That is how we propose to continue our contribution to addressing the issue.
You have answered most of what I wanted to ask about. Are there any issues that you feel are not being properly addressed in the development of proposals to secure justice? Is there anything else that you want to put on the record?
We made nine recommendations that continue to be relevant today in the human rights framework. There were 14 recommendations in total, but five of those related specifically to the time to be heard pilot forum, which has concluded. From the remaining nine, there is currently a proposal on the table to develop a national confidential committee model, but that is just one part of a broad package. We are hopeful that the next step will involve a commitment from all sides to develop a road map for realising a range of other steps.
I will highlight one example of an important concrete and achievable step in securing justice for survivors: the issue of apology. As I mentioned in passing, an effective apology—an apology that says, “We are sorry that that happened to you and we take responsibility for it.”—can be an important part of remedies and reparations. An ineffective apology—“We are sorry if that happened to you.”—can have the opposite effect, and can reinforce what happened, retraumatise and further degrade survivors.

========

_Exercises:_
1) Transcribe the testimony on justice for survivors from "You have answered" up to and including "on the record?".
2) Summarize the testimony on justice for survivors in two sentences.
3) Resume the testimony on justice for survivors after its final sentence.
The entries below come from a separate source.

_Given records:_
========

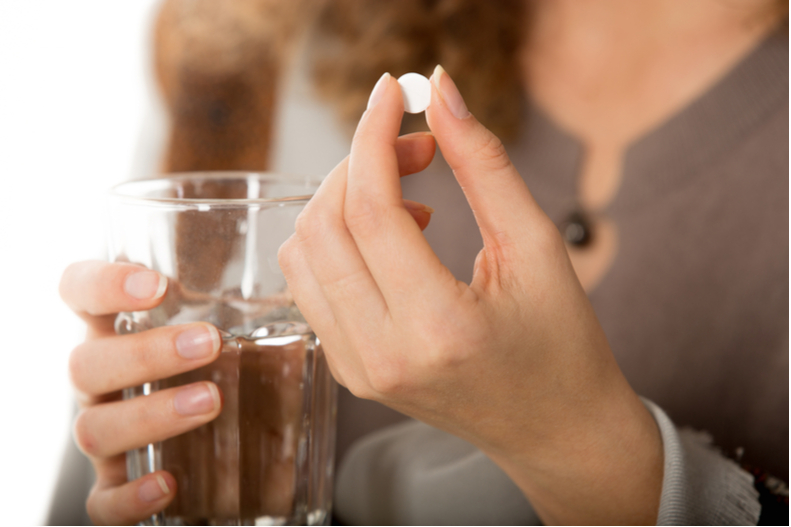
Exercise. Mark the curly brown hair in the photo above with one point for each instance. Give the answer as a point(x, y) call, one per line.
point(476, 41)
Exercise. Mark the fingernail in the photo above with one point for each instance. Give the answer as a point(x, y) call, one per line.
point(197, 399)
point(153, 489)
point(198, 342)
point(146, 285)
point(449, 92)
point(378, 91)
point(414, 205)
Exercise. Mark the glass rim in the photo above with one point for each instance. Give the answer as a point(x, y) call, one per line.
point(122, 191)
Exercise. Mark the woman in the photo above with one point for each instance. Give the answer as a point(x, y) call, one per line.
point(670, 105)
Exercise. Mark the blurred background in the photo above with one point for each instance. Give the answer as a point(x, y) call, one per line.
point(73, 99)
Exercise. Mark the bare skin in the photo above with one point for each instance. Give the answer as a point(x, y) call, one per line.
point(589, 65)
point(611, 70)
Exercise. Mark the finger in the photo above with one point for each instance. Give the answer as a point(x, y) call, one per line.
point(131, 502)
point(310, 299)
point(105, 365)
point(499, 197)
point(421, 213)
point(414, 152)
point(96, 288)
point(109, 429)
point(391, 244)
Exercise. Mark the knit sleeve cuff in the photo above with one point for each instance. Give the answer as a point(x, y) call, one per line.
point(701, 486)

========

_Task results:_
1)
You have answered most of what I wanted to ask about. Are there any issues that you feel are not being properly addressed in the development of proposals to secure justice? Is there anything else that you want to put on the record?

2) Nine of the 14 recommendations remain relevant, since five concerned the concluded time to be heard pilot forum, and although a proposal for a national confidential committee model is on the table, it is only one part of a broad package for which a road map of further steps is hoped for. An effective apology that takes responsibility can be an important part of remedies and reparations, while an ineffective one can retraumatise and further degrade survivors.

3)
Whether there is at present a real or an imagined legal impediment to effective apologies, the fact is that many institutions report that they feel that they are unable to make full and effective apologies, either because of fear of civil litigation or because of insurance companies.
There is an opportunity for Parliament to pass legislation like that in British Columbia that could be as short as three sections—literally less than a page on the statute book—and which would be a legal remedy for the real or imagined fear about making a full and effective apology. Perhaps in a few months or less, the Parliament could pass a straightforward law that would enable institutions to make full and effective apologies that would be the starting point for the broader range of remedies for survivors.
Thank you. I am glad that you brought up the subject of apology, because I have always felt that if someone is ordered or feels compelled to make an apology, it is not really an apology. How can we ensure that people do not feel obliged to make apologies that they do not mean, and that the apologies that we hope will be made are, in fact, heartfelt and accompanied by a sensation of severe regret for what has been done?
The experience from British Columbia and New South Wales and other places that have introduced such legislation is already pointing to the impact that it can have in practice. Where institutions may feel impeded in apologising at present, there would be, and would be seen to be, no impediment to an effective apology. So, in essence, the onus would be on institutions to make an apology and show a good-faith commitment to addressing past wrongs.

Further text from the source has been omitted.